* _THE REQUEST_: Could you write out every record below exactly, leaving out any pictures?

* _DATASET RECORDS_:
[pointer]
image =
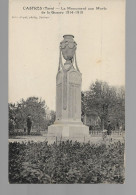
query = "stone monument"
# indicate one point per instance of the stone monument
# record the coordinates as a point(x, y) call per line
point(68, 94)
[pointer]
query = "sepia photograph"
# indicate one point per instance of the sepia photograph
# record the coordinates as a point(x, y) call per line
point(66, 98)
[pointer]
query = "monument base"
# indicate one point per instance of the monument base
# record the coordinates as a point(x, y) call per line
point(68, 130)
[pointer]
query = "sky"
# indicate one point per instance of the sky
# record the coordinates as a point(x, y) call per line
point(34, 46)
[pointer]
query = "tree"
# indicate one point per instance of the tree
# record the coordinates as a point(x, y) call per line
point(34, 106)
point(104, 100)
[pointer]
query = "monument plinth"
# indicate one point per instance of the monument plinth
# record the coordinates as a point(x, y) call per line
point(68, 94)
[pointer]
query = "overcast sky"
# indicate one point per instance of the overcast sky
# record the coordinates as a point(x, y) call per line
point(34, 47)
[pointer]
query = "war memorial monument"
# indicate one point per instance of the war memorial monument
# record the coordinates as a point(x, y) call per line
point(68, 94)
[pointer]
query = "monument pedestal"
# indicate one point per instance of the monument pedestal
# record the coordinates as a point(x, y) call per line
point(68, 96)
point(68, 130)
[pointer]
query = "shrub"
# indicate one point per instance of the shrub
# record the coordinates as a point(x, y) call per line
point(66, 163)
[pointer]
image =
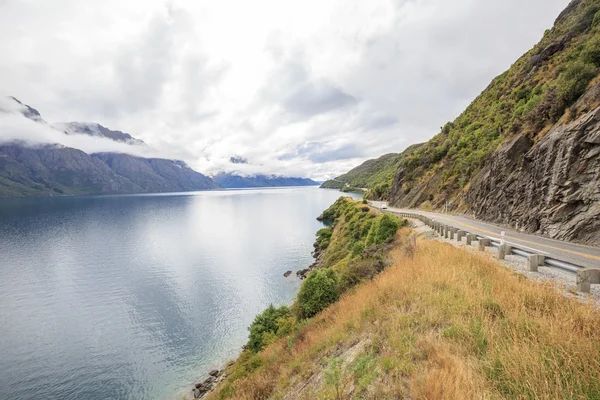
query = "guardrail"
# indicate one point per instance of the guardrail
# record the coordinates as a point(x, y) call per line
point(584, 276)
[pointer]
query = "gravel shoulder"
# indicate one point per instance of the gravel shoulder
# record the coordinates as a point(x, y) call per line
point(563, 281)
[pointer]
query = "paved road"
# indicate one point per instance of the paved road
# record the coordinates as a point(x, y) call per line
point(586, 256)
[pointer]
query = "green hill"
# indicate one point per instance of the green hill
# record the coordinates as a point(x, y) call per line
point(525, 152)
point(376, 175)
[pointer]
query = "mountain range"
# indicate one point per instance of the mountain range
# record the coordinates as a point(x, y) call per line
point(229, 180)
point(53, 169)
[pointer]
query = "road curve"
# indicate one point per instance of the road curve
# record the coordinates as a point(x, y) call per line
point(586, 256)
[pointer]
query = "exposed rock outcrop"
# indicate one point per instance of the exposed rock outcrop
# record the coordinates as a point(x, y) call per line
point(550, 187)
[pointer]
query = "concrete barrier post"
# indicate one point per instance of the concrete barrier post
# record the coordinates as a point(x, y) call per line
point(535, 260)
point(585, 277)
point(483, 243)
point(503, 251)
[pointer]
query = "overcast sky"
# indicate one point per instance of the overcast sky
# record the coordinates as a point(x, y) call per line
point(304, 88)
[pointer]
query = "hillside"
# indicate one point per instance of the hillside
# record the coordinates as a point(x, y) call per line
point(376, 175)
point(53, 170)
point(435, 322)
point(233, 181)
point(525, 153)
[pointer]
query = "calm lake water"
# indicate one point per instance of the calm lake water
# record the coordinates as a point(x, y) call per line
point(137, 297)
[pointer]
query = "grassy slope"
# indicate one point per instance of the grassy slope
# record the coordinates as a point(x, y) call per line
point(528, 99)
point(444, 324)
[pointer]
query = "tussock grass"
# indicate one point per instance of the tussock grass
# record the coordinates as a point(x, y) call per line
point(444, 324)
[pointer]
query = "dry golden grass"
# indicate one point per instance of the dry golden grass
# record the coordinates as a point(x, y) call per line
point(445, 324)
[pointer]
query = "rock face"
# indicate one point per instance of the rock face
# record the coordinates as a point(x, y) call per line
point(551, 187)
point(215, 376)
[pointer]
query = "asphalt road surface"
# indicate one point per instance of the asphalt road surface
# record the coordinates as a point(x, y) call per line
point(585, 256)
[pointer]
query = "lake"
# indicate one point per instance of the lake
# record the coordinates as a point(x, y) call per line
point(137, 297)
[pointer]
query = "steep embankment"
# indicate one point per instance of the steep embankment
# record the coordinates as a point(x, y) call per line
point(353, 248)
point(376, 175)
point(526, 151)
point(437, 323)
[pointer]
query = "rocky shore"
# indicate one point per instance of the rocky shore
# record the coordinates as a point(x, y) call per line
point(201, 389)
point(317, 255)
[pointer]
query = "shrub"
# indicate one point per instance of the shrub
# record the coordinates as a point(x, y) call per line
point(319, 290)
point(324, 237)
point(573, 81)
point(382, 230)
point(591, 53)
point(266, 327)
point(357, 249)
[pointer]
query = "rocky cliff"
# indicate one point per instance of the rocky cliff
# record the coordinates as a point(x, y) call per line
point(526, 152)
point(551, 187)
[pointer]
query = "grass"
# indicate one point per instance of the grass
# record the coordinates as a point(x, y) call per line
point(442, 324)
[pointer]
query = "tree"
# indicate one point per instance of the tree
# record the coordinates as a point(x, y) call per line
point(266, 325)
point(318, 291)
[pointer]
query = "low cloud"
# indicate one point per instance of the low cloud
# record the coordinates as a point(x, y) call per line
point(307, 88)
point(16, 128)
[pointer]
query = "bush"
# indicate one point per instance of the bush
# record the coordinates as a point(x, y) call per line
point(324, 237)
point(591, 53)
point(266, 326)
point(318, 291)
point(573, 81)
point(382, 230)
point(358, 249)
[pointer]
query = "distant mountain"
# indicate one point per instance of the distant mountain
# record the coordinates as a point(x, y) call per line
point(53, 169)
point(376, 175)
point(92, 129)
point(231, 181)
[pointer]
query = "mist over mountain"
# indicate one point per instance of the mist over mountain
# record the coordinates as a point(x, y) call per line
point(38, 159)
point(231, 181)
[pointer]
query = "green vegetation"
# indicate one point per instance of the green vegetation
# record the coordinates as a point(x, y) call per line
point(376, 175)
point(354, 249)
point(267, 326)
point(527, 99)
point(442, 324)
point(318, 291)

* _EXPECTED ANSWER_:
[pointer]
image =
query = "stone monument"
# indicate one point per instance of the stone monument
# record the coordinates as a point(x, y) call per line
point(68, 94)
[pointer]
query = "sepia photograph"
# indicate one point per instance of the sepia photograph
# record the coordinates as a point(x, y) call per line
point(66, 98)
[pointer]
query = "monument base"
# indicate one point per instance of the monument base
# record the coordinates as a point(x, y) call per line
point(68, 130)
[pointer]
query = "sky"
# indicate one point per instance of the sky
# record the coordinates as a point(x, y) call per line
point(34, 46)
[pointer]
query = "tree"
# indicate one point per instance of the tree
# record the coordinates as a point(x, y) call per line
point(34, 106)
point(104, 100)
[pointer]
query = "monument plinth"
# indicate one point per instance of the monument plinth
# record the coordinates as a point(x, y) call per line
point(68, 94)
[pointer]
query = "overcast sky"
# indicate one point per instance of the overcast sky
# record the coordinates as a point(x, y) call per line
point(34, 47)
[pointer]
query = "war memorial monument"
# indicate one point per instance of the war memorial monument
# record the coordinates as a point(x, y) call per line
point(68, 94)
[pointer]
query = "monument pedestal"
# indicate one point per instance of the monument pedestal
# record the coordinates as a point(x, y) call per line
point(68, 96)
point(68, 130)
[pointer]
query = "shrub"
# indicate one point per instance of the shrub
# record the coordinates as a point(x, y) call per line
point(66, 163)
[pointer]
image =
query = "guardrail"
# indicate one point per instance of the guardrail
# record the coordinates as a point(x, y) call per line
point(584, 276)
[pointer]
query = "gravel shoulder"
# indicate one point per instance of the gravel shoulder
# record the coordinates as a point(x, y) call per line
point(563, 281)
[pointer]
query = "paved road"
# indicate one point per instance of the paved road
# record the coordinates as a point(x, y) call per line
point(586, 256)
[pointer]
query = "green hill"
# indicate one point per instance of the green hill
# record the coordinates as a point(x, y) call per line
point(525, 152)
point(376, 175)
[pointer]
query = "mountain range"
# indicate one point per instance of the mountain range
# record the coordinates as a point(x, y) call per line
point(229, 180)
point(53, 169)
[pointer]
query = "road curve"
# indicate one point per instance of the road curve
# record the coordinates as a point(x, y) call per line
point(586, 256)
[pointer]
query = "exposed rock outcrop"
# indicate one point per instance of the exposed rock outcrop
# record the coordinates as a point(x, y) call per line
point(550, 187)
[pointer]
query = "concrete barrier post"
# indicate one point per instance of the concrete barrier post
# record the coordinates as a point(x, y) call per line
point(535, 260)
point(585, 277)
point(483, 243)
point(503, 251)
[pointer]
query = "overcast sky"
# indicate one point per instance of the overcast sky
# record the coordinates as a point(x, y) call per line
point(304, 88)
[pointer]
query = "hillside"
# indicate one point per instance of the hillside
# record the coordinates as a point(x, y) call per line
point(376, 175)
point(53, 170)
point(435, 322)
point(233, 181)
point(525, 153)
[pointer]
query = "calm lake water"
# indicate one point per instance of the calm lake water
# record the coordinates as a point(x, y) call per line
point(137, 297)
[pointer]
query = "grassy slope"
# indicate one point per instance of the grassy slope
# record the coordinates as a point(x, y) call per line
point(528, 99)
point(444, 324)
[pointer]
query = "tussock grass"
# indicate one point per instance of the tussock grass
# record the coordinates as a point(x, y) call per line
point(444, 324)
[pointer]
query = "dry golden grass"
# indicate one point per instance of the dry golden grass
# record the coordinates as a point(x, y) call per line
point(445, 324)
[pointer]
query = "rock face"
# indicate one point per instance of the rock face
# record the coordinates as a point(x, y) call per line
point(551, 187)
point(215, 376)
[pointer]
query = "asphalt road surface"
# indicate one point per instance of the asphalt road surface
# record the coordinates as a point(x, y) call per line
point(585, 256)
[pointer]
query = "lake"
# indicate one point per instance of the lake
# record the coordinates as a point(x, y) call per line
point(137, 297)
[pointer]
query = "steep embankment"
# indicate one point per instance of the steep embankment
# record the coordinates as a point(x, y) call per line
point(353, 248)
point(376, 175)
point(526, 151)
point(437, 323)
[pointer]
query = "rocky shore"
# indicate one point per instance of the rocky shore
# record the coordinates as a point(x, y) call per line
point(201, 389)
point(317, 255)
[pointer]
query = "shrub"
# indicate one point per instance of the shrub
# record the coordinates as a point(x, y) call per line
point(319, 290)
point(324, 237)
point(573, 81)
point(382, 230)
point(591, 53)
point(266, 327)
point(357, 249)
[pointer]
query = "rocky cliff"
# indicate one point per instance of the rocky cliff
# record the coordinates as a point(x, y) call per line
point(526, 152)
point(551, 187)
[pointer]
query = "grass"
# indicate one point per instance of the grass
# record the coordinates as a point(x, y) call per line
point(442, 324)
[pointer]
query = "tree"
# indicate one point per instance of the tree
# record the coordinates as a point(x, y) call per line
point(266, 325)
point(318, 291)
[pointer]
query = "low cloud"
# indicate one point per instance of the low cloud
# record the coordinates as a point(x, y) call per line
point(307, 88)
point(16, 128)
[pointer]
query = "bush"
# indicate one point per instance of the bush
# record the coordinates as a point(x, y) call per line
point(324, 237)
point(591, 53)
point(266, 326)
point(318, 291)
point(573, 81)
point(382, 230)
point(358, 249)
[pointer]
query = "distant mountain"
# indicate one point per instance of the distant mountain
# record the coordinates as a point(x, y) call per line
point(53, 169)
point(376, 175)
point(92, 129)
point(231, 181)
[pointer]
query = "mist over mountain"
# indicate one point per instance of the mist over mountain
# record the coordinates as a point(x, y) call per line
point(38, 159)
point(231, 181)
[pointer]
query = "green vegetation"
# indicate one point per instance of the green vegetation
# record the coordinates as a point(x, y) call per line
point(376, 175)
point(354, 249)
point(267, 326)
point(527, 99)
point(442, 324)
point(318, 291)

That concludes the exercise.